米議会では民主党が優勢になっており、ブッシュ大統領が指導力を発揮しにくくなっています。加えて任期切れを控えており、一層、不利な立場にあります。米国が外交の失敗から立ち直るのは、選挙後の2009年以降ということになるでしょう。こうした米国の影響力低下に乗じて、強権政治の国で米国に挑戦的な国──それはベネズエラから北朝鮮まで──が、より侵略的な行動に出ることが予想されます。
東アジアでは米国の影響力が一時低下している間に、中国がその勢力を増してくるでしょう。だが、そうはいっても米国には世界一の軍事力があります。ブッシュ後の新大統領が体勢を立て直し、新たな政治周期に入り影響力を取り戻したとき、東アジアでは中国との激しい権力競争が繰り広げられることになる。東アジアは米中の太平洋争奪時代に突入するということです。
私の総統時代、台湾を威嚇するため中国は1995年と96年にミサイルを発射しました。中国は今も800発のミサイルを台湾に向けています。しかし、今後、簡単に撃つかといえばそれはない。国家指導者が江沢民から胡錦濤に替わっていますし、撃ったら大変なことになることは彼らもよく知っています。
私は日本にはもっと主体的に行動し、東アジアの政治を主導する国になってほしいと考えています。軍国主義は問題外ですが、東アジアの安全保障にもっと関与してよいでしょう。
日本は経済では長い不況を克服しました。経済協力でも日本の役割は大きなものがあります。いろいろな分野でもっと自信を持ち、堂々と行動に移すことを期待しています。
【12月29日・2008年1月5日迎春合併特大号(12月25日発売)掲載「長老の智慧」 李登輝 その4】台湾を発展に導いた経験から、リーダーシップの重要性は痛感している。真のリーダーをつくるには、特別な部局を設けて実務経験を積ませることが大事だと、日本に提言する。

入力データ

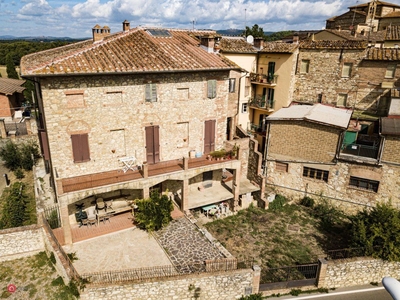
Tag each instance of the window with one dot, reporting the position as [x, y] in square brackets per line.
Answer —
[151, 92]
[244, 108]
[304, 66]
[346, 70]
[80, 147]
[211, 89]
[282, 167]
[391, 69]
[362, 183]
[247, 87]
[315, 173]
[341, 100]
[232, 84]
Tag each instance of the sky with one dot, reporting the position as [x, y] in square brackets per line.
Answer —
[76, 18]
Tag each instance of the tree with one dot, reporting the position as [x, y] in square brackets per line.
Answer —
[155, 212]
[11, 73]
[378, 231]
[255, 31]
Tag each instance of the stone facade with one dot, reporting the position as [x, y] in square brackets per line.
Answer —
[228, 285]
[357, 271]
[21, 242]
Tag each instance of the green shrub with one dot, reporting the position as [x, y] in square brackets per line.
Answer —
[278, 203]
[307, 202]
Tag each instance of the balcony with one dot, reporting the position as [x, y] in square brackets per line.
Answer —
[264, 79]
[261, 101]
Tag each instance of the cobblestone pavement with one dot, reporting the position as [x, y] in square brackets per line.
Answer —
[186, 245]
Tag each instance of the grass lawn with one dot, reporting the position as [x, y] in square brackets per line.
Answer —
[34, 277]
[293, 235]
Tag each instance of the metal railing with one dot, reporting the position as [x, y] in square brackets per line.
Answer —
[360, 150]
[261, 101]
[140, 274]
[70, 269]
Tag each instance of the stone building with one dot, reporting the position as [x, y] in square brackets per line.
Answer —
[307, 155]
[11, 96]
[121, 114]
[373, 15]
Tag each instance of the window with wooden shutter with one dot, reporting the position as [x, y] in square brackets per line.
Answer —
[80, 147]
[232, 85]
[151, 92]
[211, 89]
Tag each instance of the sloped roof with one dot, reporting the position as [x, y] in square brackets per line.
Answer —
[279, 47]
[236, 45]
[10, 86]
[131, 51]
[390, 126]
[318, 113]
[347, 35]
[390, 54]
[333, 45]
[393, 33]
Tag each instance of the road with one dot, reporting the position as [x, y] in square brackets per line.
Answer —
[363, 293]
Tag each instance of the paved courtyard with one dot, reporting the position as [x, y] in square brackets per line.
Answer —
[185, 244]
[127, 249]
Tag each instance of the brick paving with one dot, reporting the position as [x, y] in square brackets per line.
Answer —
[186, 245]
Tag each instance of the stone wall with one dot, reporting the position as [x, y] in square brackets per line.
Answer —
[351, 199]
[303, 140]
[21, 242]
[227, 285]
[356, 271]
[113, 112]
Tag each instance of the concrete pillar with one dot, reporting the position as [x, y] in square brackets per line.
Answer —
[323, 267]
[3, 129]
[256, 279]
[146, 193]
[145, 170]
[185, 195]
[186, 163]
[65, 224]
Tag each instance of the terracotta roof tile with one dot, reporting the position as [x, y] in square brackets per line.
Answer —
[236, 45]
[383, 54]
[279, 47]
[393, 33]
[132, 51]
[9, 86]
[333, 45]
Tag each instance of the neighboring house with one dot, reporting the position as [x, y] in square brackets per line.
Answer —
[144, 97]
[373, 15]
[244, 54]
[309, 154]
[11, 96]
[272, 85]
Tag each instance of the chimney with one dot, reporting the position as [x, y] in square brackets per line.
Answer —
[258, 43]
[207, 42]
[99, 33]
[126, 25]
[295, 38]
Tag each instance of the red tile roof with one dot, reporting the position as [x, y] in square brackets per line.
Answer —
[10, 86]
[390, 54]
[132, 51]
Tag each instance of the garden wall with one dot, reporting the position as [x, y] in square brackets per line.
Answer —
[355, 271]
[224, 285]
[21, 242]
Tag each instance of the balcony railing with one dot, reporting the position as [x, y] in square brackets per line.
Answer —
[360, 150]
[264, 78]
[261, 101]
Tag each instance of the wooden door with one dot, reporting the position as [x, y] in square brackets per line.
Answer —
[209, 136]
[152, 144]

課題の指示
抜粋本文のうち、「米議会では民主党が優勢になっ」で始まり「に移すことを期待しています。」までの部分を、一字も変えずにそのまま書き写すこと。

解答は以下
米議会では民主党が優勢になっており、ブッシュ大統領が指導力を発揮しにくくなっています。加えて任期切れを控えており、一層、不利な立場にあります。米国が外交の失敗から立ち直るのは、選挙後の2009年以降ということになるでしょう。こうした米国の影響力低下に乗じて、強権政治の国で米国に挑戦的な国──それはベネズエラから北朝鮮まで──が、より侵略的な行動に出ることが予想されます。
東アジアでは米国の影響力が一時低下している間に、中国がその勢力を増してくるでしょう。だが、そうはいっても米国には世界一の軍事力があります。ブッシュ後の新大統領が体勢を立て直し、新たな政治周期に入り影響力を取り戻したとき、東アジアでは中国との激しい権力競争が繰り広げられることになる。東アジアは米中の太平洋争奪時代に突入するということです。
私の総統時代、台湾を威嚇するため中国は1995年と96年にミサイルを発射しました。中国は今も800発のミサイルを台湾に向けています。しかし、今後、簡単に撃つかといえばそれはない。国家指導者が江沢民から胡錦濤に替わっていますし、撃ったら大変なことになることは彼らもよく知っています。
私は日本にはもっと主体的に行動し、東アジアの政治を主導する国になってほしいと考えています。軍国主義は問題外ですが、東アジアの安全保障にもっと関与してよいでしょう。
日本は経済では長い不況を克服しました。経済協力でも日本の役割は大きなものがあります。いろいろな分野でもっと自信を持ち、堂々と行動に移すことを期待しています。